§ Stated goal 1
Convert the records into a Markdown table with the columns "Row" and "Line," omitting blank lines; begin at the first line of the records and stop after the line containing "point(465, 277)".

━━━━━ Document passage ━━━━━

Authors and Affiliations



L.L. conducted device design and fabrication, large-scale heterogeneous integration and measurements of the whole experiment. L.D.S. contributed to the cryogenic measurement setup and the experiment automation code. I.H. performed the tape out of the CMOS chip and contributed to the room-temperature measurement setup. K.C.C. contributed to the diamond fabrication and cryogenic measurement. Y.S., I.C., M.T., Y.H. and Y.G. contributed to the setup of the cryogenic experiment. H.C. contributed to the theoretical analysis of the architecture, C.E.-H. contributed to the transfer print stage for the transfer process, J.D. contributed to the transfer and the scientific plotting. Y.G. performed the COMSOL simulation for the strain tuning. G.C. contributed to characterizing the linewidth of the colour centre to verify the colour centre annealing properties. M.I.I. and R.H. provided an experience for the CMOS tape out. D.E. conceived the QSoC architecture and the frequency-shifted qubit graph algorithms and supervised the whole project. G.G. contributed to quantum algorithms. D.E. and L.L. designed the experiment. L.L. wrote the manuscript with input from all authors.

Corresponding authors

Correspondence to Linsen Li or Dirk Englund.

Ethics declarations

Competing interests

The authors declare no competing interests.

Peer review

Peer review information

Nature thanks the anonymous reviewers for their contribution to the peer review of this work.

Additional information

Publisher’s note Springer Nature remains neutral with regard to jurisdictional claims in published maps and institutional affiliations.

Extended data figures and tables

Extended Data Fig. 1 CMOS post-processing procedure.

a, Optical microscope image of a 3 mm × 3 mm bare die CMOS chip from the foundry, with alignment markers for the following process (scale bar 500 μm). b, Optical microscope image after the first photolithography (scale bar 500 μm), created the initial photoresist layer defining the locking structure of the chiplet. c, Optical microscope image after the first dry etching (scale bar 100 μm). d, Optical microscope image after wet etching (scale bar 100 μm), resulting in the QMC oxide locking structure. e, Optical microscope image after second photolithography and dry etching (scale bar 500 μm), formed the QMC platform region for QMC placement. f, Optical microscope image after third photolithography (scale bar 500 μm), prepared the chip for subsequent etching to expose the internal routing metal layer for the wire bonding region. g, Cross-section of the post-processed CMOS chip, with M3-M5 corresponding to metal layers 3 to 5 in the foundry metal definition; this CMOS process has a total of 6 metal layers.

Extended Data Fig. 2 CMOS post-processing result.

a, Optical microscope image of a single post-processed CMOS socket unit (scale bar 10 μm). b, Optical microscope image of an 8 × 8 array of post-processed CMOS sockets (scale bar 100 μm). c, Optical microscope image of the central region of the post-processed CMOS chip (scale bar 100 μm). d, SEM image of the post-processed CMOS socket unit (scale bar 100 μm). e, Optical microscope image of a 3 mm × 3 mm bare die CMOS chip from the foundry (scale bar 500 μm). Central red region is the target diamond integration region. f, The magnetic field distribution in the QSoC central region (red rectangle region in e, where the diamond QMCs locate in (scale bar 50 μm). g, The magnetic field distribution of the pink rectangle in f, which shows the microwave field of the CMOS backplane (scale bar 20 μm).

━━━━━

§ Stated goal 2
According to the document passage, how many metal layers does the CMOS process have in total?

━━━━━ Stored rows ━━━━━

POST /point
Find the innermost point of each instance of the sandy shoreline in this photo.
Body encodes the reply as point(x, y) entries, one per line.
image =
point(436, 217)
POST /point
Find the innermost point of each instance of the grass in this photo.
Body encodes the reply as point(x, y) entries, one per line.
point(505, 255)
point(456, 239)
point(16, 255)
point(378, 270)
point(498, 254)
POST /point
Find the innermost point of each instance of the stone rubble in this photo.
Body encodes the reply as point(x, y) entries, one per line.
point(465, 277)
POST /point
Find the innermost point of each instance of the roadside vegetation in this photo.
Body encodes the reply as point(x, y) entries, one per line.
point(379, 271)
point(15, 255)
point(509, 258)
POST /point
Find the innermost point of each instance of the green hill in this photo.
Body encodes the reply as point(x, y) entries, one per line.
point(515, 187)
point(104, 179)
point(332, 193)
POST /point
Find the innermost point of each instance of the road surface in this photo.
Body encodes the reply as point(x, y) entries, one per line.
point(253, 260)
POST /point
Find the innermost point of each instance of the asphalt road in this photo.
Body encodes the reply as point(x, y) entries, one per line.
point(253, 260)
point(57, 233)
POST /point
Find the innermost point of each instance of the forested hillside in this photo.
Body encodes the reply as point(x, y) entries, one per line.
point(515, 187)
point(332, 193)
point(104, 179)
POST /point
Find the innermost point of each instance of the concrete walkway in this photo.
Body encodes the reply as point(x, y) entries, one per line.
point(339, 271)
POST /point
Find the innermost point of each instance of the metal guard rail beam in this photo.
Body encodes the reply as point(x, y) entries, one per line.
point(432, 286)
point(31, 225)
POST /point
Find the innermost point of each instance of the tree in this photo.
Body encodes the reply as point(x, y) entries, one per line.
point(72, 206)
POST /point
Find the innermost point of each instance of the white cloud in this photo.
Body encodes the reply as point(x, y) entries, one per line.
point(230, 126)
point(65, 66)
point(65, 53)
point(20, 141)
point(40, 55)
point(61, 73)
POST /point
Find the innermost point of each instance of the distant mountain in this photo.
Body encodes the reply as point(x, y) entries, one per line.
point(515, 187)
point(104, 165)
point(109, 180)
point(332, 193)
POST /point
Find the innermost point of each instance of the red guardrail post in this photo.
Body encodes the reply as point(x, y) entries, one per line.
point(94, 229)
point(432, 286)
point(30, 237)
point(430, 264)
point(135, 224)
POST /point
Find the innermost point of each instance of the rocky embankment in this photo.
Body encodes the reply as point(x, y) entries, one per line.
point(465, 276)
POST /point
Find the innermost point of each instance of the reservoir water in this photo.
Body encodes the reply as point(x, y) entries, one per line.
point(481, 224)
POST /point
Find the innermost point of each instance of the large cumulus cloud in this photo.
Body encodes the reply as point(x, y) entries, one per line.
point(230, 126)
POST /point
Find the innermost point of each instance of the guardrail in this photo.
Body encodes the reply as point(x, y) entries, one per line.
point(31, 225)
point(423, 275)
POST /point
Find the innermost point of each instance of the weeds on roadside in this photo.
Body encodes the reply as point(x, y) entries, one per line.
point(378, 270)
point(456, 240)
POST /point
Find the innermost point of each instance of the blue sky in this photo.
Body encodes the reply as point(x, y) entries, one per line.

━━━━━

§ Response 1
| Row | Line |
|---|---|
| 1 | POST /point |
| 2 | Find the innermost point of each instance of the sandy shoreline in this photo. |
| 3 | Body encodes the reply as point(x, y) entries, one per line. |
| 4 | image = |
| 5 | point(436, 217) |
| 6 | POST /point |
| 7 | Find the innermost point of each instance of the grass in this photo. |
| 8 | Body encodes the reply as point(x, y) entries, one per line. |
| 9 | point(505, 255) |
| 10 | point(456, 239) |
| 11 | point(16, 255) |
| 12 | point(378, 270) |
| 13 | point(498, 254) |
| 14 | POST /point |
| 15 | Find the innermost point of each instance of the stone rubble in this photo. |
| 16 | Body encodes the reply as point(x, y) entries, one per line. |
| 17 | point(465, 277) |

§ Response 2
Six metal layers.